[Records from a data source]
------------------------------------------------------------------------

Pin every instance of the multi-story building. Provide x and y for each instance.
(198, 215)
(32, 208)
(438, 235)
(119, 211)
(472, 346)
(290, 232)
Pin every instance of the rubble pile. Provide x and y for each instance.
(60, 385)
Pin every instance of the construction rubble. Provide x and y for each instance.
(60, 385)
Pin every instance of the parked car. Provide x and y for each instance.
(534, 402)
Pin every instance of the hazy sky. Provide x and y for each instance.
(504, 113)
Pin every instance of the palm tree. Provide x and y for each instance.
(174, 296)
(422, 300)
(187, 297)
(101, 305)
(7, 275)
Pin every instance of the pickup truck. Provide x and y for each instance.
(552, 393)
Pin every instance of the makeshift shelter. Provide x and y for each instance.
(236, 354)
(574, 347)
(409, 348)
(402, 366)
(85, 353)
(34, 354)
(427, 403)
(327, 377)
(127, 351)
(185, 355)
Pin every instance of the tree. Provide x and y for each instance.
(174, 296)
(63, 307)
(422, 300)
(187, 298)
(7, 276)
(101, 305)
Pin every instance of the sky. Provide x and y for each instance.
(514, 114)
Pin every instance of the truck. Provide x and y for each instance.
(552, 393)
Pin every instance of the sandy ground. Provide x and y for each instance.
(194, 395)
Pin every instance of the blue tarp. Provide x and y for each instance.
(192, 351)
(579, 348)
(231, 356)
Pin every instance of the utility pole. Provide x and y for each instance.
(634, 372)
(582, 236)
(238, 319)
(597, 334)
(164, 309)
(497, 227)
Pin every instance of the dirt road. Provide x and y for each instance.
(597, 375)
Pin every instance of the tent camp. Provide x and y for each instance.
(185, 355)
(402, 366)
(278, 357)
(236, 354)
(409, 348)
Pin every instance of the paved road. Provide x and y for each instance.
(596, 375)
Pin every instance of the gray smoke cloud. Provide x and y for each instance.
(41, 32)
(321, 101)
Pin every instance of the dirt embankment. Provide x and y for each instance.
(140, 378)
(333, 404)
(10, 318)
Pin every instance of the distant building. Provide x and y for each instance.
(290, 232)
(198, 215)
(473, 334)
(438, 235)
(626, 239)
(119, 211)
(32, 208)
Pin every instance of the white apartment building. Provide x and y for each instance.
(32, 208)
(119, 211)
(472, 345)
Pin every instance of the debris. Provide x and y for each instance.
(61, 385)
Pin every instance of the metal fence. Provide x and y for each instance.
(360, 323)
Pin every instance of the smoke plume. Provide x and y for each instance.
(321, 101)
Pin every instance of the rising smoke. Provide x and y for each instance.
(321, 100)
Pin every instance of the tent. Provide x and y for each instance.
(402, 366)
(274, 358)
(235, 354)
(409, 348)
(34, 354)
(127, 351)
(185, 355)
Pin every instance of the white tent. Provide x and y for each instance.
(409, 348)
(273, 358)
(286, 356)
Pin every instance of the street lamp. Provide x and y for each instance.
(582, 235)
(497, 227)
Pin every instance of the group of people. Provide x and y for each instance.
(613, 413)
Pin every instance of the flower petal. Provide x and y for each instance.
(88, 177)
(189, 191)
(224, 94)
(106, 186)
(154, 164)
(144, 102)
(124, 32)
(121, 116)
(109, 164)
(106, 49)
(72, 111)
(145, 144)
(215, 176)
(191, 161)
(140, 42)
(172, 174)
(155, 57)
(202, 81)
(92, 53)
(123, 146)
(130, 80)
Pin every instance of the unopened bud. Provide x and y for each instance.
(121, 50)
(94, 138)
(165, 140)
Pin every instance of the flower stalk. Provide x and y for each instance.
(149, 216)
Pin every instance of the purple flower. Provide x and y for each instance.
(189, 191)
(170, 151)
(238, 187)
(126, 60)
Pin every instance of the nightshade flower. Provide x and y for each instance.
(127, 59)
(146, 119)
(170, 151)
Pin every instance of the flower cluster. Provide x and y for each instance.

------------------------------------------------------------------------

Work required: Repeat every record exactly as written, please.

Result for this task:
Pin every instance of the multi-story building. Provide x and y for each instance.
(198, 215)
(32, 208)
(438, 235)
(119, 211)
(472, 346)
(290, 232)
Pin every instance of the rubble pile. Provide x and y for each instance.
(60, 385)
Pin every instance of the construction rubble. Provide x and y for each instance.
(60, 385)
Pin every instance of the parked car. Provide x and y for each instance.
(534, 402)
Pin every instance of the hazy sky. Provide x and y for each instance.
(504, 113)
Pin every instance of the palm tree. Provide x and y for each instance.
(174, 296)
(422, 300)
(187, 297)
(101, 305)
(7, 275)
Pin every instance of the pickup truck. Provide x and y for each instance.
(552, 393)
Pin every instance of the makeshift shelter. Provide x and y for each instance.
(236, 354)
(574, 347)
(409, 348)
(402, 366)
(85, 353)
(34, 354)
(427, 403)
(327, 377)
(127, 351)
(185, 355)
Pin every instance of the tree. Provide x and y for each instance.
(174, 296)
(63, 307)
(422, 300)
(187, 298)
(7, 276)
(101, 305)
Pin every instance of the sky. Provide x and y for each instance.
(514, 114)
Pin every instance of the truck. Provide x and y for each instance.
(552, 393)
Pin every instance of the sandy ground. Provide x and y for each instance.
(194, 395)
Pin every instance of the blue tarp. Provide x and y for each instance.
(192, 351)
(579, 348)
(231, 356)
Pin every instance of the utility pole. Provide x and y for each instance.
(634, 372)
(582, 236)
(238, 319)
(597, 334)
(164, 309)
(497, 227)
Pin every instance of the dirt road. Provide x and y for each instance.
(597, 375)
Pin every instance of the tent camp. Provide x and y for each instance.
(185, 355)
(402, 366)
(278, 357)
(236, 354)
(409, 348)
Pin every instance of the paved road. Provide x and y for each instance.
(596, 375)
Pin every instance of the gray smoke cloud. Provide x and y for each instance.
(41, 32)
(321, 101)
Pin every instance of the dirt embankment. Provide x and y for each instance.
(140, 378)
(333, 404)
(10, 318)
Pin every instance of the distant building. Provide x and y for each instance.
(290, 232)
(198, 215)
(473, 334)
(438, 235)
(626, 239)
(119, 211)
(32, 208)
Pin every instance of the white apartment building. Provide x and y for each instance.
(32, 208)
(119, 211)
(472, 345)
Pin every instance of the debris. Provide x and y for each instance.
(61, 385)
Pin every instance of the metal fence. Provide x and y for each instance.
(360, 323)
Pin every instance of the smoke plume. Provide x and y for each instance.
(321, 101)
Pin every instance of the rising smoke. Provide x and y for each instance.
(321, 100)
Pin every instance of the tent. Provide x and y for each instance.
(402, 366)
(274, 358)
(235, 354)
(409, 348)
(34, 354)
(127, 351)
(185, 355)
Pin every instance of the white tent. Provide x and y for each instance.
(409, 348)
(273, 358)
(286, 356)
Pin every instance of the street lamp. Provide x and y for each instance.
(582, 235)
(497, 227)
Pin every instance of the group of people. Provide x and y for each instance.
(613, 413)
Pin every instance of the flower petal. Provide x and y for each instance.
(88, 177)
(189, 191)
(224, 94)
(106, 186)
(154, 164)
(144, 102)
(124, 32)
(121, 116)
(109, 164)
(106, 49)
(72, 111)
(145, 144)
(215, 176)
(191, 161)
(140, 42)
(172, 174)
(155, 57)
(202, 81)
(92, 53)
(123, 146)
(130, 80)
Pin every instance of the unopened bud. Provide x and y for each instance.
(121, 50)
(94, 138)
(165, 140)
Pin every instance of the flower stalk. Provide x and y for each instance.
(149, 216)
Pin every instance of the purple flower. Provide x and y for each instance.
(189, 191)
(170, 151)
(238, 187)
(126, 60)
Pin every instance of the nightshade flower. Provide x and y for each instance.
(127, 59)
(146, 119)
(170, 151)
Pin every instance of the flower cluster. Provide x and y for each instance.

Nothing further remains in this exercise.